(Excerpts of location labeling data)
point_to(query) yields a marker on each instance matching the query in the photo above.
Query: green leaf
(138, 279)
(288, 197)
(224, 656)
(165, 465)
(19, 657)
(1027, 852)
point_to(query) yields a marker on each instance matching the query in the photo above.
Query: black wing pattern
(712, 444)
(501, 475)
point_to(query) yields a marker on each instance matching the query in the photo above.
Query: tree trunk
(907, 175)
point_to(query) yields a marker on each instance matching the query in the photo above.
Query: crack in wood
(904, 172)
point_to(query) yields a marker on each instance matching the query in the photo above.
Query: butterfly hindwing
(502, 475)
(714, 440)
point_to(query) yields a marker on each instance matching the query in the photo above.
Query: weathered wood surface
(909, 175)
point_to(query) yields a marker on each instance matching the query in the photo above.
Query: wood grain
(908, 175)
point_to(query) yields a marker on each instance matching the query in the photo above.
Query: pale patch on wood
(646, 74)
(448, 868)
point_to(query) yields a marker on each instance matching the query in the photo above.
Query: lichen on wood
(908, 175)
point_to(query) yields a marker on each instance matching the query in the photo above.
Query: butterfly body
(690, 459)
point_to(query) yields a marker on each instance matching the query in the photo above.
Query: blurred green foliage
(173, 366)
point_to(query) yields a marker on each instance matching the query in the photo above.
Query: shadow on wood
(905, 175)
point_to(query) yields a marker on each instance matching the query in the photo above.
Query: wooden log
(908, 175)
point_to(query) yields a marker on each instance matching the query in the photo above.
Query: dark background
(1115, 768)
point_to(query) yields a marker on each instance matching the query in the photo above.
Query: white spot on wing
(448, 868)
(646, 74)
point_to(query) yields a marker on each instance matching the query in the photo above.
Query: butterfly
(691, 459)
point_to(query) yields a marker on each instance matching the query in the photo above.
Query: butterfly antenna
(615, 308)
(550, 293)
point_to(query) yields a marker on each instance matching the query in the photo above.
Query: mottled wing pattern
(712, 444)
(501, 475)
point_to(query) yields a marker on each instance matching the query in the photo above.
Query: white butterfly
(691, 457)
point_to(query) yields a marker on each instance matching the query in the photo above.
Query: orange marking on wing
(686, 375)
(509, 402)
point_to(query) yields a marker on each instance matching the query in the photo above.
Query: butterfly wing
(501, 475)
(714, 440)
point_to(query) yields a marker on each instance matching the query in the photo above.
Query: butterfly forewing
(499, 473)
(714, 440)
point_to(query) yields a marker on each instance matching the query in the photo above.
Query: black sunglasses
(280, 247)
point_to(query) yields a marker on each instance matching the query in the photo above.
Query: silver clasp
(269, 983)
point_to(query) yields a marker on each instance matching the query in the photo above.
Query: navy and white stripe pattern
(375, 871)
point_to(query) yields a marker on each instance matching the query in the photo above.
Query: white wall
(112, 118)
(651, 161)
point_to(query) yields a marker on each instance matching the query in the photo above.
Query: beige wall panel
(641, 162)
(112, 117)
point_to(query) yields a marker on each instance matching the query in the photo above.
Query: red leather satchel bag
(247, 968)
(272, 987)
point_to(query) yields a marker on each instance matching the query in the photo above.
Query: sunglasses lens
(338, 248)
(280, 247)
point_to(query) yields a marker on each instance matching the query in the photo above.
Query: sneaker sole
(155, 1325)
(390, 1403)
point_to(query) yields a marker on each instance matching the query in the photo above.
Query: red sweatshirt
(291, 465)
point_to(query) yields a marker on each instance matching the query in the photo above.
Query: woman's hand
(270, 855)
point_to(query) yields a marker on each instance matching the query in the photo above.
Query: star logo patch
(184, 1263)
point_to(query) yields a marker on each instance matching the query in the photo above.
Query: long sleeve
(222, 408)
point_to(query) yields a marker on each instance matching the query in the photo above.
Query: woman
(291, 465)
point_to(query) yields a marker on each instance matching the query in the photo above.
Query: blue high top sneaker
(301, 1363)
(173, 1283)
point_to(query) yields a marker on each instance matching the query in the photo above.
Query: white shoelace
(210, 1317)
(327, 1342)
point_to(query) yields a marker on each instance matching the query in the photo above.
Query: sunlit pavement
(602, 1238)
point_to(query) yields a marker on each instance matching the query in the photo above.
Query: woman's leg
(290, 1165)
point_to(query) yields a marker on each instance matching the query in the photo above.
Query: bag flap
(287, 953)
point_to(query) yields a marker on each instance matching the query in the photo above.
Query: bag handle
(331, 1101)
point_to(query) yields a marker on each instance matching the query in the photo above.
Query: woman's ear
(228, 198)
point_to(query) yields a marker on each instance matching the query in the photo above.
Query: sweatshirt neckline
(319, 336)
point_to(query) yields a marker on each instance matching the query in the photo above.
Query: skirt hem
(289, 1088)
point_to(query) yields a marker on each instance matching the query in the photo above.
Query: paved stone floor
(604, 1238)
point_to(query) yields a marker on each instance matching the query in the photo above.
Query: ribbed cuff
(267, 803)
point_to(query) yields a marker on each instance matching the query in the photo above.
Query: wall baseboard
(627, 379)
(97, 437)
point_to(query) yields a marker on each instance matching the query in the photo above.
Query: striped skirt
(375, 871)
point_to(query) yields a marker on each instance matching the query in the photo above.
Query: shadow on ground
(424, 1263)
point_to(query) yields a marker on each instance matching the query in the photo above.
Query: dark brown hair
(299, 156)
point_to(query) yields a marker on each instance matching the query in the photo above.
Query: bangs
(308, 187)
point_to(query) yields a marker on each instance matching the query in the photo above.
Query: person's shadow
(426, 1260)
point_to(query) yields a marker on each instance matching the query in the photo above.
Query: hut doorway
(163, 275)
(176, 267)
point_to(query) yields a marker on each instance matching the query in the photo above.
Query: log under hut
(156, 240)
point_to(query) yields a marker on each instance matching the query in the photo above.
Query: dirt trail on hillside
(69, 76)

Required work ▸
Go through the data and return every record exactly.

Exercise result ▸
point_to(query) yields a marker on each instance matching the query in the photo above.
Query: green leaf
(138, 279)
(288, 197)
(224, 656)
(165, 465)
(19, 657)
(1027, 852)
point_to(query) yields a marker on each instance matching the query in the photo above.
Query: black wing pattern
(712, 444)
(501, 475)
point_to(query) yields a marker on each instance matching the query in the photo above.
Query: tree trunk
(907, 175)
point_to(query) yields a marker on each instance matching the query in the photo above.
Query: crack in wood
(904, 172)
point_to(query) yields a marker on each instance matching the query in the photo above.
Query: butterfly hindwing
(502, 475)
(714, 440)
point_to(query) yields a marker on each instance matching the query in the photo above.
Query: weathered wood surface
(909, 175)
point_to(query) yields a marker on each instance matching the query in the photo above.
Query: wood grain
(908, 175)
point_to(query) yields a marker on each instance matching the query in the photo above.
Query: pale patch on wood
(646, 74)
(448, 868)
point_to(query) yields a marker on each instance matching the query in the photo above.
Query: lichen on wood
(908, 175)
point_to(query) yields a marker on each instance matching the query in the photo above.
Query: butterfly body
(690, 459)
point_to(query) yields a marker on each instance matching the query in the photo above.
Query: blurred green foliage
(173, 366)
point_to(query) yields a marker on each instance matching the query in the photo above.
Query: shadow on wood
(905, 175)
point_to(query) yields a marker on each instance matching the query in the photo above.
Query: wooden log
(908, 175)
point_to(query) yields a marker on each instance matching the query in the photo above.
Query: dark background
(1115, 768)
point_to(query) yields a marker on each instance matching the query in the photo above.
Query: white spot on wing
(448, 868)
(646, 74)
point_to(query) yields a marker on each instance matching the query in the photo above.
Query: butterfly
(691, 459)
point_to(query) yields a marker on each instance matching the query in the photo above.
Query: butterfly antenna
(615, 308)
(550, 293)
point_to(query) yields a marker on each instance matching the query in the photo above.
Query: mottled wing pattern
(712, 444)
(501, 475)
point_to(query) yields a marker on each instance matching the query in the photo above.
Query: white butterfly
(691, 457)
point_to(query) yields a marker on each instance matching the query in the photo above.
Query: orange marking on wing
(686, 375)
(509, 402)
point_to(query) yields a marker on each instance matching the query in the photo above.
Query: butterfly wing
(501, 475)
(714, 440)
point_to(query) yields a marker on each instance matching the query in the photo above.
Query: butterfly forewing
(499, 473)
(714, 440)
point_to(query) yields a marker on each instance matching the query in the photo above.
Query: black sunglasses
(280, 247)
point_to(query) yields a marker on each instance matching the query in the photo above.
Query: silver clasp
(269, 983)
point_to(query) yields a marker on each instance matching the query in the photo above.
Query: navy and white stripe pattern
(375, 871)
point_to(query) yields a marker on each instance matching the query in the photo above.
Query: white wall
(112, 118)
(651, 161)
point_to(query) yields a marker on each instance matching the query in the photo above.
Query: beige wall panel
(641, 162)
(112, 117)
point_to(query) yields a marker on each instance matching the query in the photo above.
Query: red leather satchel bag
(247, 968)
(272, 987)
point_to(query) yields a marker on each instance matching the query in the photo above.
Query: sunglasses lens
(338, 248)
(280, 247)
point_to(query) yields a marker on each instance matching the query in the photo above.
Query: sneaker sole
(155, 1325)
(390, 1403)
point_to(query) yields a marker on each instance matching the query in the photo above.
Query: red sweatshirt
(291, 465)
point_to(query) yields a marker on each instance matching the query in the photo above.
Query: woman's hand
(270, 855)
point_to(query) yields a marker on each instance matching the query in the photo above.
Query: star logo patch
(184, 1263)
point_to(query) yields a marker on each instance matching the query in the photo above.
Query: long sleeve
(222, 408)
point_to(query) yields a marker on each instance matching the query in the photo above.
Query: woman
(291, 465)
point_to(query) yields a marker on each instance matching the query in the photo above.
Query: blue high top sneaker
(301, 1363)
(173, 1283)
point_to(query) yields a marker on each instance matching the query in the photo above.
Query: white shoelace
(210, 1317)
(327, 1342)
point_to(query) yields a marker on each instance matching the query in the photo above.
Query: sunlit pavement
(602, 1238)
point_to(query) yields a marker on each instance matching the query in the photo above.
Query: woman's leg
(290, 1165)
point_to(query) yields a marker on each instance matching the query in the photo above.
Query: bag flap
(287, 953)
point_to(query) yields a marker on each instance matching the query in the photo above.
Query: bag handle
(331, 1101)
point_to(query) yields a marker on each instance matching the query in the photo above.
Query: woman's ear
(228, 198)
point_to(query) yields a marker on each instance matching the query in the photo above.
Query: sweatshirt neckline
(319, 336)
point_to(query) yields a marker on each instance matching the query in the photo above.
Query: skirt hem
(289, 1088)
point_to(query) yields a marker on each instance matching the query in the photo above.
Query: paved stone floor
(604, 1238)
point_to(query) yields a marker on each instance matching the query in the photo above.
Query: ribbed cuff
(267, 803)
point_to(query) yields a marker on each instance matching the query in the photo above.
Query: wall baseboard
(627, 379)
(97, 437)
point_to(query) yields a marker on each instance matching the query in the photo above.
Query: striped skirt
(375, 871)
point_to(query) yields a marker on each instance matching the query in the photo above.
Query: shadow on ground
(424, 1263)
point_to(query) yields a marker on each instance matching the query in the photo above.
Query: dark brown hair
(299, 156)
point_to(query) yields a marker on each instance matching the query in the photo above.
Query: bangs
(308, 187)
point_to(query) yields a marker on each instance matching the query in the photo above.
Query: person's shadow
(426, 1260)
point_to(query) yields a marker on each instance matching the query in the photo above.
Query: hut doorway
(163, 275)
(176, 267)
point_to(query) yields a marker on each instance matching the query in the photo above.
Query: log under hut
(156, 240)
point_to(query) yields a marker on each instance matching the query in the photo above.
Query: dirt trail on hillside
(69, 76)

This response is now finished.